== What the task requires ==
What follows is a set of records; repeat all of them exactly.

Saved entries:
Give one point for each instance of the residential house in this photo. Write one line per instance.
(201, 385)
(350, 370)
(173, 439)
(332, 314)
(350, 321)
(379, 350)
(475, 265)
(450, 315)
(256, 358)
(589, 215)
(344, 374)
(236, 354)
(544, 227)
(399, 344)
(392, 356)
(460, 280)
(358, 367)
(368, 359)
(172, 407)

== Answer section ==
Give one point for each instance of the residential house in this photo. Write one line per instance.
(201, 385)
(350, 370)
(173, 439)
(332, 314)
(350, 321)
(379, 350)
(475, 265)
(450, 315)
(256, 358)
(589, 215)
(344, 374)
(236, 354)
(544, 227)
(399, 344)
(392, 356)
(460, 280)
(358, 367)
(368, 359)
(172, 407)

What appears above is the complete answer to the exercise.